• _TASK DETAILS_
Reproduce the entries in full, with no changes.

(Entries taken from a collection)

━━━━━━

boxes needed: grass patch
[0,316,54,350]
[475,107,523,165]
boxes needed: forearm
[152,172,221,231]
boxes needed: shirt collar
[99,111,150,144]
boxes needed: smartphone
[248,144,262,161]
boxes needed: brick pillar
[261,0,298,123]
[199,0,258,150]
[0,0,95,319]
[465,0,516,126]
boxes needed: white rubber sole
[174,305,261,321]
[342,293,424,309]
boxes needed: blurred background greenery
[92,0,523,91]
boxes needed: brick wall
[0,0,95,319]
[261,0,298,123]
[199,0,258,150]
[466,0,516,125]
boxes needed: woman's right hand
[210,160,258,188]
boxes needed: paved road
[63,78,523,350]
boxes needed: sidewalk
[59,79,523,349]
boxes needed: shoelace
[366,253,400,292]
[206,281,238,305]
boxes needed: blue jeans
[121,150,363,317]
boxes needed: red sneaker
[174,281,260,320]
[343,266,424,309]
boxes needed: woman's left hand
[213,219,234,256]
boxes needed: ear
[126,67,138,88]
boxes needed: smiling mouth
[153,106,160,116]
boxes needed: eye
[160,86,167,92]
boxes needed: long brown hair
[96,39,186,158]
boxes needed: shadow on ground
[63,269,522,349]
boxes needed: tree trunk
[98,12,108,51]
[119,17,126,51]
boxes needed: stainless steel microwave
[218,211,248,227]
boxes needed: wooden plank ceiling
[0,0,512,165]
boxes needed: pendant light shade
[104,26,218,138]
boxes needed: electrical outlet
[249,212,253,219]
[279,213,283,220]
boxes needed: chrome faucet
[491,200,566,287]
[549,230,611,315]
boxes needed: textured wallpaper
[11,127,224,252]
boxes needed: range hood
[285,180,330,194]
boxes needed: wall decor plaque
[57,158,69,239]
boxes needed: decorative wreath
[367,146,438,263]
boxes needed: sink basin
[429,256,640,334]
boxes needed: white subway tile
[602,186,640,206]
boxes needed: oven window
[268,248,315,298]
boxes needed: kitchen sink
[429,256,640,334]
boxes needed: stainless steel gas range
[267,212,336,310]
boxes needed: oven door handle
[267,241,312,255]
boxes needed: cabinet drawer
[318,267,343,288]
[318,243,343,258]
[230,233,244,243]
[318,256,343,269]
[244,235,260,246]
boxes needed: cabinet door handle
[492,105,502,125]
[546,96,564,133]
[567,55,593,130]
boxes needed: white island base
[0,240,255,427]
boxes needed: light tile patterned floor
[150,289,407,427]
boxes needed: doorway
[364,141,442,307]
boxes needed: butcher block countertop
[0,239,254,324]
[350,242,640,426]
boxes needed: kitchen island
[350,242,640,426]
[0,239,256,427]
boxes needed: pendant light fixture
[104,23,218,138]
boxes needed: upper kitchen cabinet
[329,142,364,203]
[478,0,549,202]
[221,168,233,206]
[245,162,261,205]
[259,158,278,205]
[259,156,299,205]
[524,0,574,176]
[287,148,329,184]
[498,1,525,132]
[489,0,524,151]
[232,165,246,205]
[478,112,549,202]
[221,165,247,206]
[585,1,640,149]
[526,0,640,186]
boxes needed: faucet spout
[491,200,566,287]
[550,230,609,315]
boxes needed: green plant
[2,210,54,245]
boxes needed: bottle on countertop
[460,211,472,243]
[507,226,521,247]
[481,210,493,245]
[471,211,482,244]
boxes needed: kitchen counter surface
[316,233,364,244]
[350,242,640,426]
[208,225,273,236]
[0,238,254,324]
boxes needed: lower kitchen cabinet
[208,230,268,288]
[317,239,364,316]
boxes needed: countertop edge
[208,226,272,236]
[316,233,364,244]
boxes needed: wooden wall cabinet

━━━━━━

• _REPLY_
boxes needed: grass patch
[0,316,54,350]
[475,107,523,165]
boxes needed: forearm
[152,172,221,231]
boxes needed: shirt collar
[99,111,150,144]
boxes needed: smartphone
[248,144,262,161]
boxes needed: brick pillar
[261,0,298,123]
[199,0,258,150]
[0,0,95,319]
[465,0,516,126]
boxes needed: white rubber sole
[174,305,261,321]
[342,293,424,309]
boxes needed: blurred background greenery
[92,0,523,91]
boxes needed: brick wall
[0,0,95,319]
[261,0,298,123]
[199,0,258,150]
[466,0,516,125]
boxes needed: woman's right hand
[210,160,258,188]
boxes needed: paved road
[63,78,523,350]
boxes needed: sidewalk
[59,79,523,349]
boxes needed: shoelace
[366,253,400,292]
[206,281,238,305]
boxes needed: blue jeans
[121,150,363,317]
boxes needed: red sneaker
[174,281,260,320]
[343,266,424,309]
boxes needed: woman's left hand
[213,219,234,256]
boxes needed: ear
[126,67,138,88]
boxes needed: smiling mouth
[153,106,160,116]
boxes needed: eye
[160,86,167,92]
boxes needed: long brown hair
[96,39,186,158]
boxes needed: shadow on ground
[63,269,522,349]
boxes needed: tree trunk
[98,12,108,51]
[119,17,126,51]
boxes needed: stainless steel microwave
[218,211,248,227]
boxes needed: wooden plank ceiling
[0,0,512,165]
boxes needed: pendant light shade
[104,26,218,138]
boxes needed: electrical outlet
[249,212,253,219]
[279,213,283,220]
boxes needed: chrome faucet
[491,200,566,287]
[549,230,611,315]
boxes needed: textured wallpaper
[11,127,224,252]
boxes needed: range hood
[285,180,330,194]
boxes needed: wall decor plaque
[57,158,69,239]
boxes needed: decorative wreath
[367,146,438,263]
boxes needed: sink basin
[429,256,640,334]
boxes needed: white subway tile
[602,186,640,206]
boxes needed: oven window
[268,248,315,298]
boxes needed: kitchen sink
[429,256,640,334]
boxes needed: stainless steel gas range
[267,212,336,310]
boxes needed: oven door handle
[267,241,312,255]
boxes needed: cabinet drawer
[318,267,343,288]
[318,243,343,258]
[230,233,244,243]
[318,256,343,269]
[244,235,260,246]
boxes needed: cabinet door handle
[492,105,502,125]
[546,96,564,133]
[567,55,593,130]
boxes needed: white island base
[0,240,255,427]
boxes needed: light tile patterned floor
[150,289,407,427]
boxes needed: doorway
[364,141,442,307]
boxes needed: butcher block countertop
[0,239,254,324]
[350,242,640,426]
boxes needed: kitchen island
[350,242,640,426]
[0,239,256,427]
boxes needed: pendant light fixture
[104,23,218,138]
boxes needed: upper kitchen cabinet
[329,142,364,203]
[478,0,549,202]
[221,168,233,206]
[245,162,261,205]
[259,158,278,205]
[259,156,299,205]
[524,0,574,176]
[287,148,329,184]
[498,1,525,132]
[489,0,524,151]
[232,165,246,205]
[478,112,549,202]
[221,165,247,206]
[585,1,640,149]
[526,0,640,186]
boxes needed: faucet spout
[491,200,566,287]
[550,230,609,315]
boxes needed: green plant
[2,210,54,245]
boxes needed: bottle on countertop
[460,211,472,243]
[507,226,521,247]
[481,210,493,245]
[471,211,482,244]
boxes needed: kitchen counter surface
[316,233,364,244]
[350,242,640,426]
[208,225,273,236]
[0,238,254,324]
boxes needed: lower kitchen cabinet
[208,230,268,288]
[317,239,364,316]
boxes needed: countertop edge
[208,226,272,236]
[316,233,364,244]
boxes needed: wooden wall cabinet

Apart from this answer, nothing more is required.